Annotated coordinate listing
☆ ☆ ☆ ☆ ☆

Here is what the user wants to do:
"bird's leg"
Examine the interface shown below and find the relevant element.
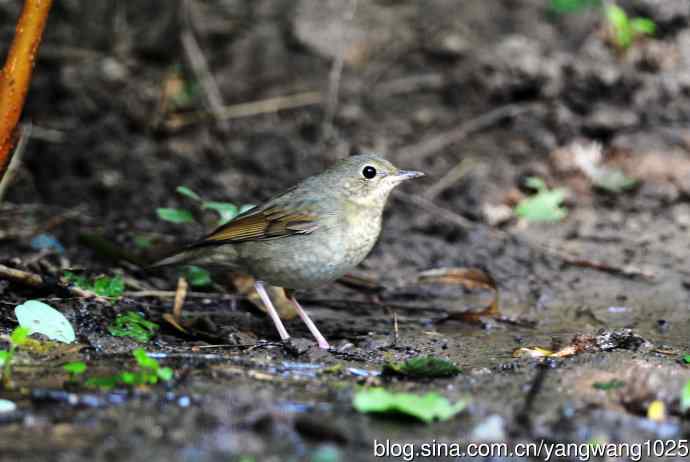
[254,281,290,341]
[288,294,331,350]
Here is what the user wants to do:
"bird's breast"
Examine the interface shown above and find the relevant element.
[236,204,381,289]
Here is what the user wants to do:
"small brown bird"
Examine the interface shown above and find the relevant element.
[155,154,424,349]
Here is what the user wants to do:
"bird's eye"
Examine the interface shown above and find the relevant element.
[362,165,376,180]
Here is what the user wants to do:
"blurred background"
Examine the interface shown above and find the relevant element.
[0,0,690,232]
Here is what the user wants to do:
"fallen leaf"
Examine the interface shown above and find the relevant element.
[14,300,76,343]
[352,387,467,423]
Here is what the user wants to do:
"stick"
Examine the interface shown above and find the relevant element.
[173,277,189,324]
[0,124,31,202]
[180,0,228,130]
[0,0,52,189]
[0,265,108,302]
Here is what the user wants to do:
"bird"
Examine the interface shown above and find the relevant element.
[153,153,424,349]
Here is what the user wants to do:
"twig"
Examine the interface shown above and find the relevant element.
[393,191,477,229]
[321,0,357,139]
[0,123,31,202]
[397,104,531,164]
[0,0,53,189]
[123,290,242,300]
[165,91,323,129]
[515,358,557,436]
[375,74,446,98]
[173,277,189,323]
[180,0,228,134]
[0,265,108,302]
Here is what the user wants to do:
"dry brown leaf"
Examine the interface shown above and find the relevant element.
[417,268,500,321]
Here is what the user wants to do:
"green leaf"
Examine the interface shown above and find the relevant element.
[156,208,194,224]
[156,367,173,382]
[352,388,467,423]
[680,380,690,412]
[202,202,239,225]
[62,361,86,375]
[606,3,633,49]
[175,186,201,201]
[134,234,153,249]
[383,356,462,378]
[550,0,601,13]
[10,324,30,346]
[606,3,629,29]
[592,379,625,391]
[515,177,568,222]
[132,348,158,370]
[183,265,213,287]
[84,374,121,390]
[63,271,125,298]
[93,274,125,298]
[108,311,159,343]
[0,399,17,415]
[630,18,656,35]
[118,371,136,385]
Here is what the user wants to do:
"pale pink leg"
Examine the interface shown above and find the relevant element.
[290,297,331,350]
[254,281,290,341]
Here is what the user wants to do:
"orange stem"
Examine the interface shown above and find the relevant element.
[0,0,53,180]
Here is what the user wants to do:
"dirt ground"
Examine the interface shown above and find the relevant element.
[0,0,690,462]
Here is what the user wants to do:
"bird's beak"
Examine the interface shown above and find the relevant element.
[395,170,424,181]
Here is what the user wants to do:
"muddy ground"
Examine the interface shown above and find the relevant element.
[0,0,690,461]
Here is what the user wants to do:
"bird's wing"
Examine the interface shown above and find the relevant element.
[195,204,319,247]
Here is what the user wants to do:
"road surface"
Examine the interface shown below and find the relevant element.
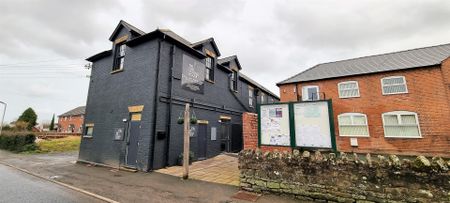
[0,164,102,203]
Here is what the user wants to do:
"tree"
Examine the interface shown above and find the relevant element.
[49,114,55,131]
[17,108,37,130]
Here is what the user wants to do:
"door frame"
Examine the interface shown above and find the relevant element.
[124,112,142,168]
[197,123,208,160]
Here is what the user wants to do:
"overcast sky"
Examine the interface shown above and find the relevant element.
[0,0,450,122]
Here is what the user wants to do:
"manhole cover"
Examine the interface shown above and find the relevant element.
[232,191,261,202]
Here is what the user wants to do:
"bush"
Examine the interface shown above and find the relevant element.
[0,131,37,152]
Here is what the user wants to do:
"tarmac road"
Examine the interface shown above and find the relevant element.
[0,165,102,203]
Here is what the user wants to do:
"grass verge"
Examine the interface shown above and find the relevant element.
[26,136,81,153]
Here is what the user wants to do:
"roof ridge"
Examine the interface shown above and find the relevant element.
[316,43,450,66]
[277,43,450,85]
[191,37,214,46]
[276,64,320,85]
[120,20,146,35]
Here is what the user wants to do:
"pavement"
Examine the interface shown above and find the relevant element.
[0,150,297,203]
[156,154,239,186]
[0,165,103,203]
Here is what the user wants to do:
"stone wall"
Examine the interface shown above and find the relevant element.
[239,149,450,203]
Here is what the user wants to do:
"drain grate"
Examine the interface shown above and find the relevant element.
[232,191,261,202]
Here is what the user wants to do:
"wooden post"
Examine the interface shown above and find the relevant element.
[183,104,191,179]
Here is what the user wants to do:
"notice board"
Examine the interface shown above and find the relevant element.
[260,104,291,146]
[293,101,332,148]
[181,55,205,94]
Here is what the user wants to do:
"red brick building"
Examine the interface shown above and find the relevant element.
[277,44,450,156]
[58,106,85,133]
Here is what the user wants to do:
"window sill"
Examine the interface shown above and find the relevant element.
[111,68,123,74]
[339,135,370,138]
[339,96,361,99]
[384,136,423,139]
[382,92,409,96]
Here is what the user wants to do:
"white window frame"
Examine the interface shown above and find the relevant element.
[338,81,361,99]
[248,86,255,107]
[381,76,408,95]
[338,113,370,137]
[302,85,320,101]
[381,111,422,138]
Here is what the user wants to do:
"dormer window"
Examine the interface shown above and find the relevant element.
[205,56,215,82]
[230,70,237,91]
[113,43,125,71]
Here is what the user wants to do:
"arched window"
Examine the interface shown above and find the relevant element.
[382,111,422,138]
[338,81,359,98]
[338,113,369,137]
[381,76,408,95]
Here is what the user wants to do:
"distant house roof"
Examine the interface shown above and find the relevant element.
[239,73,280,100]
[277,44,450,85]
[59,106,86,117]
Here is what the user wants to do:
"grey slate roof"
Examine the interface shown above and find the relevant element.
[109,20,145,40]
[217,55,237,64]
[277,44,450,85]
[217,55,242,70]
[158,29,191,46]
[121,20,145,35]
[239,73,280,99]
[59,106,86,117]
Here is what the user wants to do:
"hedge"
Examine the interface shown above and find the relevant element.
[0,131,37,152]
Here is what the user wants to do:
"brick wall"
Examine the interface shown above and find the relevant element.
[242,112,292,151]
[280,66,450,156]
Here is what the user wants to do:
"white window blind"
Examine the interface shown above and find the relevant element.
[383,111,422,138]
[302,86,319,101]
[381,76,408,95]
[338,81,359,98]
[338,113,369,137]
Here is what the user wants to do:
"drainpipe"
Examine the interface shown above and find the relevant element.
[150,35,166,170]
[164,45,175,166]
[294,83,300,101]
[0,101,7,135]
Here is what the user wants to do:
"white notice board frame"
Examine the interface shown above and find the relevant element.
[292,100,336,150]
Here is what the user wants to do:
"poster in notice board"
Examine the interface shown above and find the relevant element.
[181,55,205,94]
[294,101,332,148]
[260,104,291,146]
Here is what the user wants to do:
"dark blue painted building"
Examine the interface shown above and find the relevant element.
[79,21,279,171]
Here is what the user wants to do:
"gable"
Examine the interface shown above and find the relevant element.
[109,20,145,42]
[191,37,220,58]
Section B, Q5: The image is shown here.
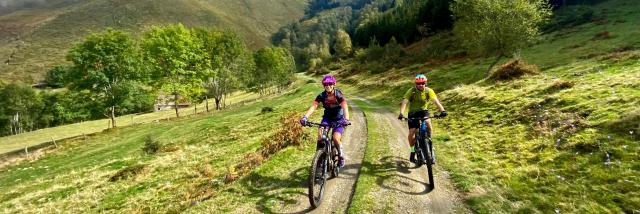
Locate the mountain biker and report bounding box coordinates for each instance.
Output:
[398,74,447,163]
[300,75,351,167]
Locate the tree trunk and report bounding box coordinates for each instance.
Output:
[111,106,116,128]
[487,53,504,76]
[173,93,180,117]
[204,95,209,112]
[213,97,220,110]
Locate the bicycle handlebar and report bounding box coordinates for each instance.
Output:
[303,121,351,128]
[402,114,444,121]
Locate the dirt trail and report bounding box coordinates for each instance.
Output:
[280,98,464,213]
[352,98,470,213]
[283,103,367,213]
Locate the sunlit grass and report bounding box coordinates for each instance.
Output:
[338,0,640,213]
[0,81,319,213]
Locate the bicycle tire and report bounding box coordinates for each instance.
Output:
[425,142,436,190]
[309,149,329,208]
[329,147,340,178]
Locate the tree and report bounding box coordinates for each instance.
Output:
[45,65,71,88]
[0,83,43,134]
[66,29,144,127]
[142,24,207,117]
[333,29,353,58]
[451,0,551,73]
[253,47,295,94]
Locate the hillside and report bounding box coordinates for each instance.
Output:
[332,0,640,213]
[0,0,306,82]
[0,78,320,213]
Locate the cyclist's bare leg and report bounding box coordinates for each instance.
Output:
[427,119,433,136]
[407,128,418,146]
[333,132,342,155]
[316,128,322,148]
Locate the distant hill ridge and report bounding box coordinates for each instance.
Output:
[0,0,307,82]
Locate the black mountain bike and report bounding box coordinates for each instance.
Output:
[305,122,344,208]
[403,114,443,190]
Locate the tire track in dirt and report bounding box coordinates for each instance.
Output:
[280,103,367,213]
[357,98,470,213]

☆ ☆ ☆ ☆ ☆

**REQUIREMENT**
Reproduce verbatim the portion of the listing from the line containing "Locate the tree and" through the end of the listing, with both ends included.

**ANSWER IN FULL**
Locate the tree and report bounding box coordinates for each instance.
Output:
[45,65,71,88]
[0,83,43,134]
[66,29,144,127]
[142,24,207,117]
[333,29,353,58]
[451,0,551,73]
[253,47,295,94]
Locate the hillside and report bounding box coordinates for each instance.
Output:
[332,0,640,213]
[0,0,306,82]
[0,78,320,213]
Locate the cyclist's bare leg and report bounding box coordinates for each instance.
Output:
[427,119,433,136]
[407,128,418,146]
[333,132,342,155]
[316,128,322,148]
Locate the distant hill ridge and report bounding box coordinates for each instance.
Output:
[0,0,307,82]
Locate the black mountain bike and report bounding box coordinates for each instance.
Output:
[305,122,344,208]
[403,114,443,190]
Locate the tire track in dirt and report bounding box coordinates for each instance.
Output:
[280,103,367,213]
[357,98,470,213]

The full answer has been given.